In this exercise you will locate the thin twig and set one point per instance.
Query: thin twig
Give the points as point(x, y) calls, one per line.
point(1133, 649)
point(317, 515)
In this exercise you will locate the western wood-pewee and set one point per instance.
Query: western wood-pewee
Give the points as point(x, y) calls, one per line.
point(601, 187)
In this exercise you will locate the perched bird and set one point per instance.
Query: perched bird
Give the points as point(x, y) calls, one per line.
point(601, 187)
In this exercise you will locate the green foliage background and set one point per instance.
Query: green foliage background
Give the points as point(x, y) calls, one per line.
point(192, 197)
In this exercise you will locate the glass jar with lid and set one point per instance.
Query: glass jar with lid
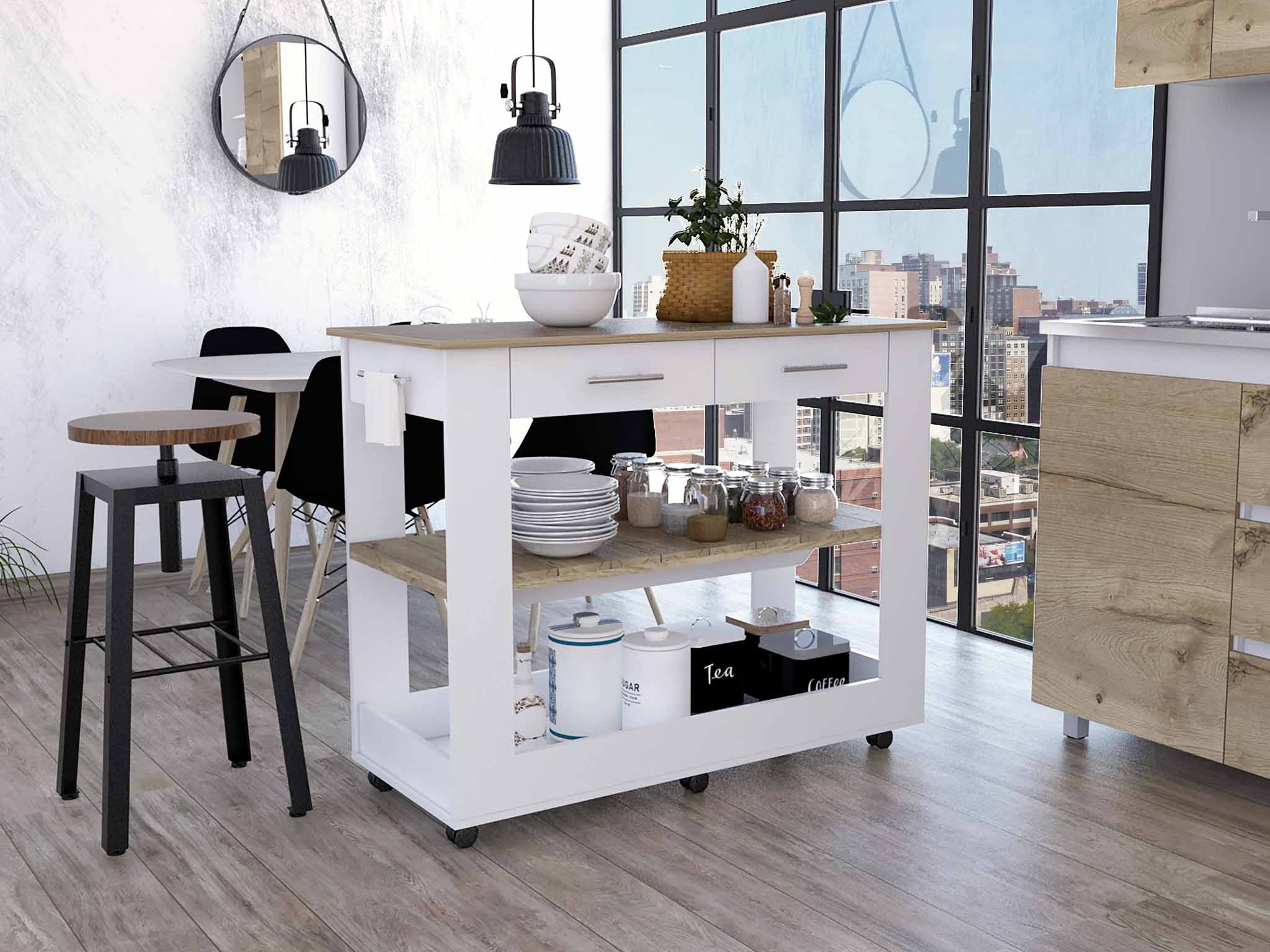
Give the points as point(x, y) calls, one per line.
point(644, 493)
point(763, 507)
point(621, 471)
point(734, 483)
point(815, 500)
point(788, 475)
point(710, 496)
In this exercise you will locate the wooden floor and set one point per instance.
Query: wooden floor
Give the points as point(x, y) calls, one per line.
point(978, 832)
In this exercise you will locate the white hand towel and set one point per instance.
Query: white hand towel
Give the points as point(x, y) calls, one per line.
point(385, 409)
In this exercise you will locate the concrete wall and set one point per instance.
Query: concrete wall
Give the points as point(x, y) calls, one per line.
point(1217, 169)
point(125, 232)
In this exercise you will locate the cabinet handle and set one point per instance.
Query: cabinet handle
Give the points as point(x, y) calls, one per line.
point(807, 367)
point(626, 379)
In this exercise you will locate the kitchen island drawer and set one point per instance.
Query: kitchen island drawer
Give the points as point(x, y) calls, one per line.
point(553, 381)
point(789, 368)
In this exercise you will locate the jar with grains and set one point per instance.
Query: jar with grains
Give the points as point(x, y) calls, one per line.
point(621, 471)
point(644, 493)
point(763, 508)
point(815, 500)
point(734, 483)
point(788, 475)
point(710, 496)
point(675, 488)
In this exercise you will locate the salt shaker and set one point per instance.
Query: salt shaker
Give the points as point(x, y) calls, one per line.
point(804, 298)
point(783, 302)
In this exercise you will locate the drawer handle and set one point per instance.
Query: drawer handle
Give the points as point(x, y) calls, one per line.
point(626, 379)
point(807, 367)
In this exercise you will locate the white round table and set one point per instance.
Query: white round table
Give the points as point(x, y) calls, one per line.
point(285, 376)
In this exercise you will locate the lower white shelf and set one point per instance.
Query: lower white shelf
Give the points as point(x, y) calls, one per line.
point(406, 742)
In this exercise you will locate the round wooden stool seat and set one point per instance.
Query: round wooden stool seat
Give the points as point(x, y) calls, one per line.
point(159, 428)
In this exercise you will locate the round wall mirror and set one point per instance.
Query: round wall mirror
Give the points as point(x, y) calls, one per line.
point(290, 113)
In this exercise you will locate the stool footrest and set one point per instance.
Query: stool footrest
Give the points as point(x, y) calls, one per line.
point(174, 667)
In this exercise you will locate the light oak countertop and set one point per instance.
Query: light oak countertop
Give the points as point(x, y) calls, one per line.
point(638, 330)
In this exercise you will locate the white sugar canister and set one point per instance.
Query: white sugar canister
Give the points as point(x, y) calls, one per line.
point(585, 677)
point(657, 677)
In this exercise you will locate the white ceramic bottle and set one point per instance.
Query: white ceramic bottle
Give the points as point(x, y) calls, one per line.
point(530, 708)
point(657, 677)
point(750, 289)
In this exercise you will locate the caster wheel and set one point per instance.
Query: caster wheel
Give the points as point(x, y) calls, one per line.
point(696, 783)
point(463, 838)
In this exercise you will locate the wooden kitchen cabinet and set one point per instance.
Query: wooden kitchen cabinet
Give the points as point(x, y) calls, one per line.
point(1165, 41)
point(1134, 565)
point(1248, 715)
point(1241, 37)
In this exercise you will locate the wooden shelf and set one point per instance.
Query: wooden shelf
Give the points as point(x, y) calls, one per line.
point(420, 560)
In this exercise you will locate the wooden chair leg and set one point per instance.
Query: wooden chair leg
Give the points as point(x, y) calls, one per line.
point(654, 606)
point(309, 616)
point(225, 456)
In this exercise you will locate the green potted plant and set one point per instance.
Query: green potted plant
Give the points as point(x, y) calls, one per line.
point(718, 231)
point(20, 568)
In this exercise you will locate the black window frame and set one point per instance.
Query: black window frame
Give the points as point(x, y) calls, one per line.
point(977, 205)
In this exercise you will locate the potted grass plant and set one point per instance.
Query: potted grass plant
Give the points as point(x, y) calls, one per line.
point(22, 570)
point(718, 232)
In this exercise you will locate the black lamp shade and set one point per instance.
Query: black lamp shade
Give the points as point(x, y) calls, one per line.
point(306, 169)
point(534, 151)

----------------

Transcribe the full listing above exactly as it stands, minus the pictures.

WORKED ANSWER:
In this exercise you will locate the thin twig and set one point per instance.
Query: thin twig
Give the points as point(x, y) calls, one per line.
point(1133, 649)
point(317, 515)
In this exercise you will locate the western wood-pewee and set one point per instance.
Query: western wood-pewee
Give the points as point(x, y) calls, one per line.
point(601, 187)
In this exercise you will locate the perched bird and set one point per instance.
Query: perched bird
Give the points as point(x, y) calls, one per line.
point(601, 187)
In this exercise you will locate the green foliage background and set one point per instance.
Query: green foliage background
Give the points as point(x, y) calls, one per line.
point(192, 197)
In this exercise you will locate the glass jar with lid and set one point per instance.
Query: glass jar with lid
Give the points as point(x, y) calls, one per line.
point(644, 493)
point(763, 507)
point(621, 471)
point(734, 483)
point(815, 500)
point(788, 475)
point(710, 496)
In this exercise you will locate the wooden floor and set one point per instance.
Query: wooden floor
Give the points as point(x, y) calls, one per line.
point(978, 832)
In this exercise you will locate the white hand towel and set one point per instance.
Query: white hand towel
Give the points as point(x, y) calls, one per line.
point(385, 409)
In this exercise you will locate the concrete wall and set one point per instance.
Query: concrete wall
Give the points as point(x, y) calls, one per line.
point(1217, 169)
point(125, 232)
In this exercise you will locate the cabinet handle and set one point per instance.
Query: cabinet handle
Give the points as point(x, y) calls, one per line.
point(807, 367)
point(626, 379)
In this exercise you will locate the kitchen island drawer and set one point per instance.
Query: kitchen island drawer
Give the points as point(x, y) calls, one per line.
point(553, 381)
point(789, 368)
In this exercise you will locate the jar with grains and set one point per instance.
Query: jar with grains
Give the points as point(x, y) calls, one per line.
point(621, 471)
point(644, 493)
point(763, 508)
point(815, 500)
point(734, 483)
point(788, 475)
point(710, 496)
point(675, 488)
In this exercise you will locate the salt shaker and set one point per instance.
Query: salt shaker
Give the points as point(x, y) calls, one per line.
point(804, 298)
point(783, 302)
In this exercise you will locate the drawer handle and set one point per instance.
Query: drawer handle
Give the points as point(x, y) calls, one per line.
point(626, 379)
point(807, 367)
In this exercise you will locate the white round table and set one point per instance.
Query: white round table
Give the points as point(x, y) calls, one per line.
point(285, 376)
In this exercise you will locate the lower white shelf and set one point per instance.
Query: lower white shelf
Give the points as point(x, y) calls, one per line.
point(406, 742)
In this exercise you will locate the round wooden stool seat and set one point per instance.
Query: round wooden stool seat
Give the points as point(x, y) calls, one per line.
point(159, 428)
In this exercise you will locate the round wall mirror and set one point per instance.
Query: round wall mirror
Give the points as point(x, y) calls, one per line.
point(290, 113)
In this exercise you will locate the stool footrest and set one point per instance.
Query: stool footrest
Give the points as point(x, y) calls, one per line.
point(174, 667)
In this exercise you will locate the light oak countertop and set one point per instance.
Query: light oak countertop
Give the points as point(x, y) calls, one per line.
point(638, 330)
In this exercise you will locate the white sugar canister and set one point per instance.
Query: white sugar canister
Give the points as point(x, y) calls, one per line.
point(585, 677)
point(657, 677)
In this exercise you will locate the white ceramic bottle and set one point per instance.
Query: white ceramic bottle
Give the points as point(x, y) calls, one per line.
point(530, 708)
point(657, 677)
point(750, 289)
In this exercise you will locate the caster wheel and set one point per instance.
Query: caster wheel
Give the points as point(x, y) calls, one per line.
point(696, 783)
point(463, 838)
In this exercise you will locate the wooden kitchen cabinet and set one point per instance.
Query: wooden kitchen cabinet
Give the points as point(x, y) calls, one per line.
point(1165, 41)
point(1134, 565)
point(1248, 715)
point(1241, 37)
In this exercise you will locate the wooden shelf and set one point per instance.
Query: wooden shelf
Give the points as point(x, y) calls, one per line.
point(420, 560)
In this exercise you will locate the wooden chair leg and set one point per instance.
Query: wooden chair leg
Give the points as point(x, y) calls, one per line.
point(654, 606)
point(309, 616)
point(225, 456)
In this exercise you will locate the green potted plant and set one point per instance.
Query: green potted plant
Give the points as point(x, y) calls, one per line.
point(718, 231)
point(20, 568)
In this exercise you will locate the black window frame and set one point per instance.
Query: black window frame
Give the points as point(x, y) calls, one per line.
point(977, 205)
In this exercise you will locate the potted grass plant and set one point per instance.
Query: potted grass plant
Give the points as point(x, y) calls, one per line.
point(22, 570)
point(718, 232)
In this exercise you will locate the black lamp shade and set one point per instance.
Query: black lamp shade
Give the points as point(x, y) calls, one per line.
point(306, 169)
point(534, 151)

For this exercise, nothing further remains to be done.